■ À faire:
A: Recopiez tout le passage du texte, de « Qu'a ensuite été » jusqu'à « rendez-vous ce jour. ».
B: D'après le texte, qui a fait le signalement à la suite duquel le parquet de Valence a adressé ses réquisitions aux services de police ?

■ Texte:
>>>

Que dès lors que la convocation verbal ou écrite ne ferait mention comme motif, que de la seul enquête civile à propos du projet de mariage, alors que parallèlement, le parquet aurait aussi demandé aux policiers (qu'il s'agisse d'une réquisition avec deux objets comme à LYON, ou de deux réquisitions séparant le pénal du civil, comme à VALENCE) d'enquêter sur la régularité de la situation sur le territoire français du futur marié étranger, qu'il y aurait aussi là, " comportement déloyal ", puisque l'étranger aurait ainsi été " invité " à répondre à une convocation dont l'un des objets aurait été occulté, ce qui constituerait là, objectivement, la " commission d'un acte de déloyauté par omission ", que sens de l'article 5 de la CEDH...

III-Attendu qu'en l'espèce le parquet de VALENCE avait adressé aux services de police en suite d'un signalement du député-maire de Montélimar deux types de réquisitions :

-l'une de nature pénale, faisant référence à la situation irrégulière de l'intéressé,

-l'autre de nature civile, relativement à son projet de mariage,

Qu'il résulte de la procédure que les policiers se sont présentés au domicile des futurs époux, alors que seule la future épouse y était présente,

Que dans le procès-verbal du 7 janvier 2008 à 8 heures ne figurent que les indications suivantes :

" Déclinons notre qualité, nos cartes professionnelles exhibées et le but de notre visite énoncé (sans aucune précision mentionnée quant à ce " but "). Mlle A... nous demande d'entrer dans son logement... nous informe que son concubin vit avec elle... Invitons Mlle A... à se présenter ce jour à 15 h00 à notre service pour y être entendue (en l'espèce, s'agissant d'elle, nécessairement à propos de son projet de mariage). Lui indiquons également la nécessité pour M. X... de se présenter à notre service en sa compagnie, muni d'une pièce d'identité (sans que le motif invoqué pour cette convocation ne soit précisé, tandis que le contexte de cette visite chez le futur couple ne pouvait faire penser qu'à une convocation à propos du projet de mariage, même si, dans cela, figurait en arrière fond, la situation irrégulière de Mr. Serkan X...). "

Qu'a ensuite été dressé un second procès-verbal le 7 janvier à 11h40, qui est l'audition de Mlle A..., la future épouse,

Qu'on peut y lire :

" Je me présente seule (sans attendre 15 heures) à votre service car mon concubin M. X... a été avisé par moi-même de votre convocation... (puis après justification verbale) : Donc il ne viendra pas à votre rendez-vous ce jour.

Il pourrait venir répondre à votre enquête mariage le 10 / 01 / 08 (ce qui démontre, pour le moins, la compréhension qu'avait les futurs époux de l'objet de leurs convocations).

Concernant ce qui a précédé le mariage ? QUESTION :... "

<<<

■ Éléments:
>>>

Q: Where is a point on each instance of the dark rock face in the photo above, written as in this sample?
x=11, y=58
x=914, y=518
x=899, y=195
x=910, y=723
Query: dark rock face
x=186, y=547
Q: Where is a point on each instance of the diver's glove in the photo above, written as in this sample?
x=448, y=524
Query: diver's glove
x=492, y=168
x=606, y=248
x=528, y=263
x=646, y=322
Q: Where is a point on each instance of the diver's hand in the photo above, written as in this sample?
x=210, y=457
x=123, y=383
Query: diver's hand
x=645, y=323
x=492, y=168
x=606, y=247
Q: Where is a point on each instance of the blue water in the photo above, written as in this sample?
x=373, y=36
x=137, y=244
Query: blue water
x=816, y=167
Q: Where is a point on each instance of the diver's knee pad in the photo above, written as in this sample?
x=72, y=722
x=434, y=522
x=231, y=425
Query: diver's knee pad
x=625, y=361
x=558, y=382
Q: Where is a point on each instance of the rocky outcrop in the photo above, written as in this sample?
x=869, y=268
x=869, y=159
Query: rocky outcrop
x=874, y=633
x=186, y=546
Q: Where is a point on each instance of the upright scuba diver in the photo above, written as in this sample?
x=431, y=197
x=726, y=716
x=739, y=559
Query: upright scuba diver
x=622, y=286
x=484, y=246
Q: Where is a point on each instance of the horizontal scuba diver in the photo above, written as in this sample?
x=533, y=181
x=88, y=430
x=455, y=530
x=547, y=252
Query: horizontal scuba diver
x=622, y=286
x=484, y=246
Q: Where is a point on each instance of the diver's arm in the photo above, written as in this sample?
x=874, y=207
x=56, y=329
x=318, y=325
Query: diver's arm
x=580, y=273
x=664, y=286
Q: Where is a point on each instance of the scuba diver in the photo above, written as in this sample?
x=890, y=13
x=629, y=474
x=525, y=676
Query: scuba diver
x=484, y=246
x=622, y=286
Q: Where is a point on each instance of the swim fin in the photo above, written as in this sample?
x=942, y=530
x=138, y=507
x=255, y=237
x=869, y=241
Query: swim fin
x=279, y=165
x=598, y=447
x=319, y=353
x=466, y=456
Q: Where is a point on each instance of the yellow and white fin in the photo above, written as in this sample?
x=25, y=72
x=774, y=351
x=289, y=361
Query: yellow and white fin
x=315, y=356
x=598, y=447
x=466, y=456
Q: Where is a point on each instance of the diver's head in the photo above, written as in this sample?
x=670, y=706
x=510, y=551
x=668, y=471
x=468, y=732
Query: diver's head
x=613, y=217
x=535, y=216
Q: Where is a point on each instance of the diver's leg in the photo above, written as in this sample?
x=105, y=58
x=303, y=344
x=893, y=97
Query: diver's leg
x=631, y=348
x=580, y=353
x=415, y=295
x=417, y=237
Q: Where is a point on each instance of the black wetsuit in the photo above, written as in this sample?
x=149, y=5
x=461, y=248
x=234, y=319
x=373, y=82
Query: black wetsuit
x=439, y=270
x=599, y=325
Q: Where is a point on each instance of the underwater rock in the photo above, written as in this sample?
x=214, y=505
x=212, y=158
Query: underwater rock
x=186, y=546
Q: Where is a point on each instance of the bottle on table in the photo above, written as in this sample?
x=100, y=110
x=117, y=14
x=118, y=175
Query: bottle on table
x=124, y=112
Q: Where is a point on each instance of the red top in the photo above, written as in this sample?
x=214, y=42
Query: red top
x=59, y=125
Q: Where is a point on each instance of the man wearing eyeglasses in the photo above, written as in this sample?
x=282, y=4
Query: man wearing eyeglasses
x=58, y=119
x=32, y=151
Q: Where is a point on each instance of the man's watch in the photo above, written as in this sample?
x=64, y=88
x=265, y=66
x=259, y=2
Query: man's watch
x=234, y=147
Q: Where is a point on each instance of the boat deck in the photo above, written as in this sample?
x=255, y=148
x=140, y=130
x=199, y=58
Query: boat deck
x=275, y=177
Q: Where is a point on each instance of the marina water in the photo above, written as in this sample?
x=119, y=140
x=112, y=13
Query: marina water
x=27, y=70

<<<

■ Solutions:
A:
Qu'a ensuite été dressé un second procès-verbal le 7 janvier à 11h40, qui est l'audition de Mlle A..., la future épouse,

Qu'on peut y lire :

" Je me présente seule (sans attendre 15 heures) à votre service car mon concubin M. X... a été avisé par moi-même de votre convocation... (puis après justification verbale) : Donc il ne viendra pas à votre rendez-vous ce jour.

B: Le député-maire de Montélimar.